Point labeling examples
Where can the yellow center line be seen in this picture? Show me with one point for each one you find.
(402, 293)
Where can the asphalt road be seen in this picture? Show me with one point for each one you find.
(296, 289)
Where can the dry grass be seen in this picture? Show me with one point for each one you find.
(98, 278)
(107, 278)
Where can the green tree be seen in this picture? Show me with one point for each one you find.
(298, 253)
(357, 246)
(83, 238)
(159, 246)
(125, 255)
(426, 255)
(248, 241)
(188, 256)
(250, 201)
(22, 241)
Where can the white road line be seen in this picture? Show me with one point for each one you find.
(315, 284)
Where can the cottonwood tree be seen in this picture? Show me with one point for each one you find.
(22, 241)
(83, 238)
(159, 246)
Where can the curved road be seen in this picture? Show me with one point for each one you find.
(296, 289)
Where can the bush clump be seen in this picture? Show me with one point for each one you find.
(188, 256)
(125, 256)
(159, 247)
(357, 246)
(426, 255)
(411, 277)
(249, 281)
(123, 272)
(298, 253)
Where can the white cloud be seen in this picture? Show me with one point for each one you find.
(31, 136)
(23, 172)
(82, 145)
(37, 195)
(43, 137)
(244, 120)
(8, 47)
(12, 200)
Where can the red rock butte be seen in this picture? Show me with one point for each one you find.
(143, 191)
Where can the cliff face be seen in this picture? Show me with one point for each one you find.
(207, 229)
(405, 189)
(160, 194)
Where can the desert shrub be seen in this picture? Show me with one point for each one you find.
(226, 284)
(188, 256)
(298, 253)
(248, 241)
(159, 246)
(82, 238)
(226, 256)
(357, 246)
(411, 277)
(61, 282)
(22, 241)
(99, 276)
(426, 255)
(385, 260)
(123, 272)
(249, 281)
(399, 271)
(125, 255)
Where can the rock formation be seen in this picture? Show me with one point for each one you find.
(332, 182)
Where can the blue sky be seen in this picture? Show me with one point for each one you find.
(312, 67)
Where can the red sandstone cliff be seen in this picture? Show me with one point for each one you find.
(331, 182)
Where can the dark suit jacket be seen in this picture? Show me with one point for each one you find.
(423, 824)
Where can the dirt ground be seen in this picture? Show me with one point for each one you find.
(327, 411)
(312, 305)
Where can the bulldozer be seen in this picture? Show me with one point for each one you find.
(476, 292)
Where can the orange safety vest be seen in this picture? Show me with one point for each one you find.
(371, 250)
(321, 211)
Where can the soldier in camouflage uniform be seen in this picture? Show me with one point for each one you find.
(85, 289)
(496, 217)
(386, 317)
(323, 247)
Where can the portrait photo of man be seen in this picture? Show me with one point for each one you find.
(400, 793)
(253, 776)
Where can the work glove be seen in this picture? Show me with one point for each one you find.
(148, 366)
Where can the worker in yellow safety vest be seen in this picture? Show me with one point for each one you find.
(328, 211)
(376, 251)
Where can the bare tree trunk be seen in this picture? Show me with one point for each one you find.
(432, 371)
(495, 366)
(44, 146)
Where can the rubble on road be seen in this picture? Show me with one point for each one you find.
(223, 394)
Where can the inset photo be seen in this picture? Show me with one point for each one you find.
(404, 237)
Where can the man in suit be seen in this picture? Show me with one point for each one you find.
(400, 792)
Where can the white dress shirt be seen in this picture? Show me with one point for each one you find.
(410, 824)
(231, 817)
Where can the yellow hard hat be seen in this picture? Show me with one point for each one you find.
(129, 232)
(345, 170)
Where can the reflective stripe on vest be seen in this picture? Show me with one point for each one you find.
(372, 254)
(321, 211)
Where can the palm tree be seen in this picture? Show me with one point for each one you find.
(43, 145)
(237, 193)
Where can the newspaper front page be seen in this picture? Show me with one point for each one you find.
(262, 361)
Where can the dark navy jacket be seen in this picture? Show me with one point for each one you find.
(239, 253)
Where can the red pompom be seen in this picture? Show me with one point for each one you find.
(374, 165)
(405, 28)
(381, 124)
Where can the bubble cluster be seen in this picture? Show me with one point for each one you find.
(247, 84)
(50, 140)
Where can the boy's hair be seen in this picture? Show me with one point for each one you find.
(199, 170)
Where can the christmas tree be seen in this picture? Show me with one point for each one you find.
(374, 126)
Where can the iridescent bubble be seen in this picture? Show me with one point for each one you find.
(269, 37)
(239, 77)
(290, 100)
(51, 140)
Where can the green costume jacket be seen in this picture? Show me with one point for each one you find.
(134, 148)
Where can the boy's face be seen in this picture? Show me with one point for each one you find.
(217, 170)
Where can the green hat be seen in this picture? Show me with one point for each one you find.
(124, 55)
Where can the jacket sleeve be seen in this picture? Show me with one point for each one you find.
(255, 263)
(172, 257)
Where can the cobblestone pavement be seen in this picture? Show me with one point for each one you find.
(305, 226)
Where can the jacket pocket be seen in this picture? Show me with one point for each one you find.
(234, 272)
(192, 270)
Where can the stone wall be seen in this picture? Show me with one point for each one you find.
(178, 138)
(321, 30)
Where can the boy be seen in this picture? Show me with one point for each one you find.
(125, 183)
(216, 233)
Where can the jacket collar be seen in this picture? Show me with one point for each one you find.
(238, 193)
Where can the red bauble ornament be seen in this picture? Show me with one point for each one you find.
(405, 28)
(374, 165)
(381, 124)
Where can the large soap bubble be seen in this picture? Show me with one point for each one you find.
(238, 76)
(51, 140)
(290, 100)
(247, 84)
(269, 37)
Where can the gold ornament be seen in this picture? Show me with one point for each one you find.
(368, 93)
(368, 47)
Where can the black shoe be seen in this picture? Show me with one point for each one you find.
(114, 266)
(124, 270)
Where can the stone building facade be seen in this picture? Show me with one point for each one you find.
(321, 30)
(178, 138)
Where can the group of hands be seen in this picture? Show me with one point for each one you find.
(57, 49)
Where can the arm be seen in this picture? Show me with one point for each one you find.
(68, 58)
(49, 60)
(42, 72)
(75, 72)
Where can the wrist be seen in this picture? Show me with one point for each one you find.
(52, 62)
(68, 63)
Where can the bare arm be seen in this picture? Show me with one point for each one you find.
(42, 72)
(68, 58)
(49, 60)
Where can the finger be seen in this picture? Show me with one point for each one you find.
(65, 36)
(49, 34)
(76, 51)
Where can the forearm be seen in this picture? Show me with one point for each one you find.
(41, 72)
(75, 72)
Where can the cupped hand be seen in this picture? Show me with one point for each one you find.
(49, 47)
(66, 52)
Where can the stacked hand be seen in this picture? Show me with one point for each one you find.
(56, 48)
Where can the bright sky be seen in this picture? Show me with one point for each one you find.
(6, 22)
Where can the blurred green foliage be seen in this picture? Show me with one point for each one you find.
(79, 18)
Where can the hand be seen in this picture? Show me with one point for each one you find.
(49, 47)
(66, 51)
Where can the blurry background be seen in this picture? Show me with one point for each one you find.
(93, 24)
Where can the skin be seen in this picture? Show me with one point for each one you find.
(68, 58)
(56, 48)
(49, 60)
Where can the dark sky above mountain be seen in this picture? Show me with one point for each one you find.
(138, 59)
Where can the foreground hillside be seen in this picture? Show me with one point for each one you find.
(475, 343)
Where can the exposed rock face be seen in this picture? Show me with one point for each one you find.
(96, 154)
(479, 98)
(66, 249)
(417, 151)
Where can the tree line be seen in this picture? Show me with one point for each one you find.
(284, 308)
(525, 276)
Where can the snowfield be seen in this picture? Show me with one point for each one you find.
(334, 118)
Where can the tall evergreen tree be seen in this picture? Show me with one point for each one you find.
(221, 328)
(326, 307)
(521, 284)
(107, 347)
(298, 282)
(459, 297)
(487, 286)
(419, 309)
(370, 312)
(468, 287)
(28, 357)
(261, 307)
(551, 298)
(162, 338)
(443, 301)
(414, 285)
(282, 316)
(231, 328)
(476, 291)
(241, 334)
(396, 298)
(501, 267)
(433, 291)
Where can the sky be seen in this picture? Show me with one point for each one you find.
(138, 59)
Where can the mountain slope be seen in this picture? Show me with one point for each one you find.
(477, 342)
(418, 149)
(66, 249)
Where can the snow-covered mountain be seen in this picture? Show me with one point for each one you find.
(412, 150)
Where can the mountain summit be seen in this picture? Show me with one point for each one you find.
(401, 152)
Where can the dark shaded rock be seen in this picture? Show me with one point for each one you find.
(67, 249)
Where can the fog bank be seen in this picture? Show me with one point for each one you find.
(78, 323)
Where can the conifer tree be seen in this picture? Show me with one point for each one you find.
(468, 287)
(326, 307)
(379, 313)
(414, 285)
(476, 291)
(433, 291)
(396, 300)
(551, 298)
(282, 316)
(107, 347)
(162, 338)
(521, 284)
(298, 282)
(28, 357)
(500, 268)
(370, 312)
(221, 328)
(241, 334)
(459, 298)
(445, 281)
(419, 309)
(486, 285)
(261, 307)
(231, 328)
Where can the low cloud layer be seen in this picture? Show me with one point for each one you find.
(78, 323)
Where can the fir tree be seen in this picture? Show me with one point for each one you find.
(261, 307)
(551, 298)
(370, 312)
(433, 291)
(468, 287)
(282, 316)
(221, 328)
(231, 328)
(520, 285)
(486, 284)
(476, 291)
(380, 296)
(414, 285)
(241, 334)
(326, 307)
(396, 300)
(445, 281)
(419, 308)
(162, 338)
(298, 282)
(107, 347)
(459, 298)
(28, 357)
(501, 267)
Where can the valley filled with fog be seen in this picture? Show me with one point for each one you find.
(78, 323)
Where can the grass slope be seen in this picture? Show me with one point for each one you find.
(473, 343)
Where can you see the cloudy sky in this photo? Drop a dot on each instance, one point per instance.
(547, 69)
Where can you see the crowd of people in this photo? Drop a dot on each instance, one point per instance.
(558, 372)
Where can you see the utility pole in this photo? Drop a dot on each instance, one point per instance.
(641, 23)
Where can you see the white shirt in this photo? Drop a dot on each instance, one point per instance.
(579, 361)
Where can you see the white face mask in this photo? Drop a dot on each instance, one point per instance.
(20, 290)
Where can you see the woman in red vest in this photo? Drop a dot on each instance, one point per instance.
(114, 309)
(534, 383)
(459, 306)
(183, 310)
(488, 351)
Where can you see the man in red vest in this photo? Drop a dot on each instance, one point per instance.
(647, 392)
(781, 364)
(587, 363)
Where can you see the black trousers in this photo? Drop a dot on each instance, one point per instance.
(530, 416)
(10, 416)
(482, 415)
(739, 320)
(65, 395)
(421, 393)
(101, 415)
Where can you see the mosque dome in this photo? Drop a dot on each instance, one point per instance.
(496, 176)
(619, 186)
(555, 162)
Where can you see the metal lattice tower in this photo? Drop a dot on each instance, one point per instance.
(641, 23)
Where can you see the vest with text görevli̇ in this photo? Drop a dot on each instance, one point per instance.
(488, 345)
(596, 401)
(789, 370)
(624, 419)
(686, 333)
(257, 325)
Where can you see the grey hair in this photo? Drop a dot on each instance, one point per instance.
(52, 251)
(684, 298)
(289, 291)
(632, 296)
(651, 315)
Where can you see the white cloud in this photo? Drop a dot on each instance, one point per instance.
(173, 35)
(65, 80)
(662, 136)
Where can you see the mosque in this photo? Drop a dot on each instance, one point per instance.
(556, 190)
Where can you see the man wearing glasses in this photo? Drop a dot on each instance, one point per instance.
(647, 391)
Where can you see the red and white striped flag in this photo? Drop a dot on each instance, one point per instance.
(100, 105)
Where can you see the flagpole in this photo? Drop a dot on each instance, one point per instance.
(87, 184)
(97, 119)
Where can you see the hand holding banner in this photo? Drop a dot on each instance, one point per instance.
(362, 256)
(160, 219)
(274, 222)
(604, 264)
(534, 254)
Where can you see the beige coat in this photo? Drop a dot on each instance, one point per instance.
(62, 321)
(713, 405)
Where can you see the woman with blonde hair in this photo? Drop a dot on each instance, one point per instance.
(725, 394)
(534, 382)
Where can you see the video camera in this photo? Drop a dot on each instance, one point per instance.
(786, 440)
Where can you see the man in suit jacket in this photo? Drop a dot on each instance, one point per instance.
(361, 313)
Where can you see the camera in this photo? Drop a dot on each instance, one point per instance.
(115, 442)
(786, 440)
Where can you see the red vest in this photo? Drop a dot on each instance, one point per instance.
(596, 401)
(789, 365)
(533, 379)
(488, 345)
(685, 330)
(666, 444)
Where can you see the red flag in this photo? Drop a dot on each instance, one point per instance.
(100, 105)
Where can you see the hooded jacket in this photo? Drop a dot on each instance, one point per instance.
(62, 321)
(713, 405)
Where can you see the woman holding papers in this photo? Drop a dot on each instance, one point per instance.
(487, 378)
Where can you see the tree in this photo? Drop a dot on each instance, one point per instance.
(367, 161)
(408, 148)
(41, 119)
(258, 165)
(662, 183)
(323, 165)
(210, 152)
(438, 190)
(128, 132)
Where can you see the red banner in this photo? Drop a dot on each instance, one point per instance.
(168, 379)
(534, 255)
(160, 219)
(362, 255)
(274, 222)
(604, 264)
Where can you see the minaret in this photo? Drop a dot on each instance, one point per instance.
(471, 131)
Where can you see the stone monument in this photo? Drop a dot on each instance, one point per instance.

- **What the task requires**
Give exactly the lines from the one with "Where can you see the hooded" to the end of the entries, nothing before them.

- **Result of this exercise**
Where can you see the hooded jacket in this photo? Drop a dot on each instance, one point per instance.
(62, 321)
(713, 405)
Where can you see the woman holding papers in this photo? Drop a dot on each instance, one point per instance.
(487, 378)
Where can you see the tree in this photo? Drop a dot on each instance, one point per instance.
(367, 161)
(408, 148)
(41, 119)
(258, 165)
(662, 183)
(323, 165)
(210, 152)
(438, 190)
(128, 132)
Where can you see the red banner in this photo? Drop a dot on each instance, one point per instance.
(168, 379)
(534, 255)
(160, 219)
(362, 255)
(274, 222)
(604, 264)
Where can you see the minaret in this photo? Drop a dot on each instance, one point per instance.
(471, 131)
Where can you see the stone monument in this photo? Drop a dot on each instance, one point per instance.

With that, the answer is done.